クリエイティブとブランドのキャリアについてのポッドキャスト「Gouwe Klauwen」。

ホストは Margriet Meijer 。アムステルダムに拠点を置くレザーバッグのアトリエ Monsak のオーナー、そしてメーカーやデザイナーのコーチングも行なっています。このポッドキャストでは、メーカーの方々とブランドの裏側について話し対話を通して「ブランドの魂」を紐解きます。 

 

 

※本ページの内容は要約です

 

 

Margriet

今回のエピソードゲストは、ユリアン・マターです。

子どもの頃より美しいものを発明したいと思っていたユリアンが自身のデザインスタジオを立ち上げたのは、44歳のときでした。 彼女は紙とテキスタイルへの愛情を、詩的なタッチで表現しています。そして、彼女のコレクションでは、自然がとても大きな役割を担っています。

彼女の最新のデザインであるお花の形をしたグリーティングカードは、中に隠されたメッセージを紐解く、とても美しいカードです。 

お花を水に浮かべたとき。 YouTubeを見ましたが、とても不思議でした!

(動画はこちら。ぜひご覧ください)

 

Jurianne

素敵な場所にお招きいただきありがとうございます。

よく晴れたいい日に、居心地の良いスタジオに来ることができて嬉しいです。

 

Margriet

ようこそいらっしゃいました!

以前友人の誕生日パーティーに参加したときに、彼女のお家に素敵な花束が飾ってあるのを見て「とてもクールな花束だ!」と思いました。そう、それはあなたの紙のお花でした。

あなたがアルテミスを首席で卒業してから現在に至るまで、これまでの道のりがどのようなものであったのかを、私たちに話してくださいませんか?

 

Jurianne

私のビジネスは、常に美しさ、自由、たくさんのものを求めて、ボートで漂っています。 

今いる場所までの航海についてお話します。

 

私はアムステルダム大学で学び映画業界で働いたりもしていましたが、ある時、アルテミスアカデミー(スタイリング、アートディレクション、トレンド予測などのクリエイティブを学ぶアカデミー)のまったく新しいトレーニングコースの広告を見ました。 

それはスタイリングコースでした。

それを見て「これだ!これは私がやろうとしていることだ!」と思い、私はそこで学び始めました。

20人いた同級生は、2年後には10人だけになっていました。そして先生は私たちに「あなたたち10人は、ヨーロッパで最初の公式インテリア スタイリストだ!」と言ったのを覚えています。

### 短い課題 A
ポッドキャストについての文書の「私のビジネスは、常に美しさ、」から「だ!」と思い、私はそこで学び始めました。」までを、そのまま書き写してください。
以下の行は、上の文書とは関係がありません。

### データ行
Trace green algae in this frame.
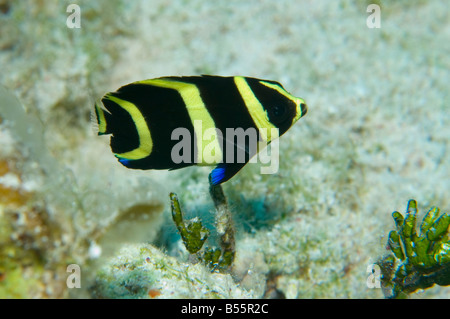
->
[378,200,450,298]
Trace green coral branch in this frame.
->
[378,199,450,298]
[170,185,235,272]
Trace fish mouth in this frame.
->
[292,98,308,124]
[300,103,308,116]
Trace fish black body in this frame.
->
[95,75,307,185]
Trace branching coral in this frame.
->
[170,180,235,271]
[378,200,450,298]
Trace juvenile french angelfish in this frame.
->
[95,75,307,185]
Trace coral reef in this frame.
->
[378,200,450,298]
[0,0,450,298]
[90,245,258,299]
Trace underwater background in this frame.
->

...

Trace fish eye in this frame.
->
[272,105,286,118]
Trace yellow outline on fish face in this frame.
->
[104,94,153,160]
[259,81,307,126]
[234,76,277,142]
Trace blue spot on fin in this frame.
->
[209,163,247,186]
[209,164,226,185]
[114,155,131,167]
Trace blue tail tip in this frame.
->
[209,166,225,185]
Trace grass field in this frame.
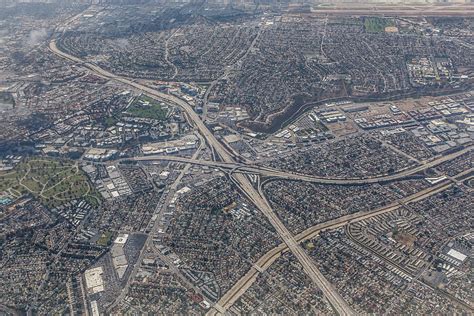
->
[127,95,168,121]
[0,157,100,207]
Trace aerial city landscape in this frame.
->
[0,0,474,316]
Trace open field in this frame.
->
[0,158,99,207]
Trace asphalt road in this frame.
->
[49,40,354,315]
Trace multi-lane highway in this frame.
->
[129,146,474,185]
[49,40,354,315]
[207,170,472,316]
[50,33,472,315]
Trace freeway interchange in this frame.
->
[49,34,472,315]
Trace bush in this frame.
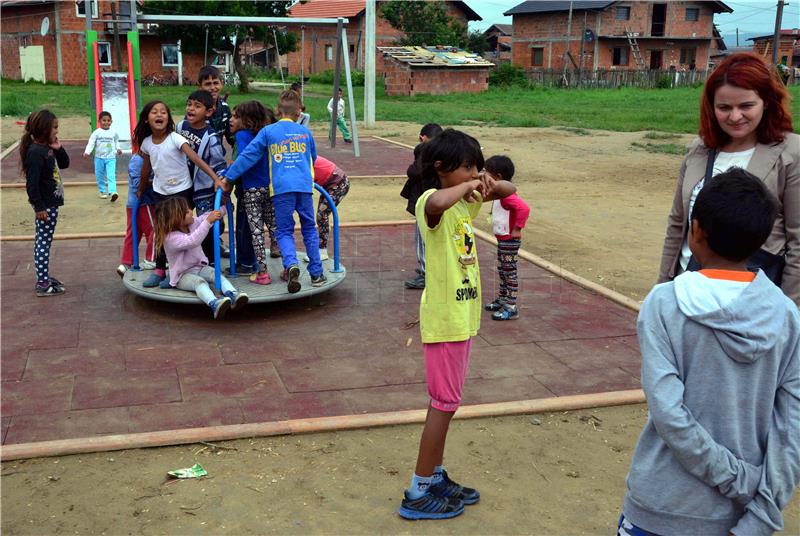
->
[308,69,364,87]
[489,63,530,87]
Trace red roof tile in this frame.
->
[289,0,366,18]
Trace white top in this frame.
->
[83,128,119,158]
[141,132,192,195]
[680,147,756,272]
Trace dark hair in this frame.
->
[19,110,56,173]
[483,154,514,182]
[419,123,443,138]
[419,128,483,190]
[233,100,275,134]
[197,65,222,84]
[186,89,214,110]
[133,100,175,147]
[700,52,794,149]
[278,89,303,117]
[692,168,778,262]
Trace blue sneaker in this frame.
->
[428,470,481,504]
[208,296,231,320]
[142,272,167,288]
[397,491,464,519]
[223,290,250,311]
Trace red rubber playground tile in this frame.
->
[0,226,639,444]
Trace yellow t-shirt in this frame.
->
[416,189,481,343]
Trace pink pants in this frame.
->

### 短い課題 B
データの行のうち、「Trace aerial city landscape in this frame.」を含む行から「[680,147,756,272]」を含む行までを、一字一句違えずに繰り返してください。画像は答えに含めないでください。

### 解答 A
私のビジネスは、常に美しさ、自由、たくさんのものを求めて、ボートで漂っています。 

今いる場所までの航海についてお話します。

 

私はアムステルダム大学で学び映画業界で働いたりもしていましたが、ある時、アルテミスアカデミー(スタイリング、アートディレクション、トレンド予測などのクリエイティブを学ぶアカデミー)のまったく新しいトレーニングコースの広告を見ました。 

それはスタイリングコースでした。

それを見て「これだ!これは私がやろうとしていることだ!」と思い、私はそこで学び始めました。

### 解答 B
Trace aerial city landscape in this frame.
->
[0,0,474,316]
Trace open field in this frame.
->
[0,158,99,207]
Trace asphalt road in this frame.
->
[49,40,354,315]
Trace multi-lane highway in this frame.
->
[129,146,474,185]
[49,40,354,315]
[207,170,472,316]
[50,33,472,315]
Trace freeway interchange in this frame.
->
[49,34,472,315]
Trace bush in this frame.
->
[308,69,364,87]
[489,63,530,87]
Trace red roof tile in this frame.
->
[289,0,366,18]
Trace white top in this frame.
->
[83,128,119,158]
[141,132,192,195]
[680,147,756,272]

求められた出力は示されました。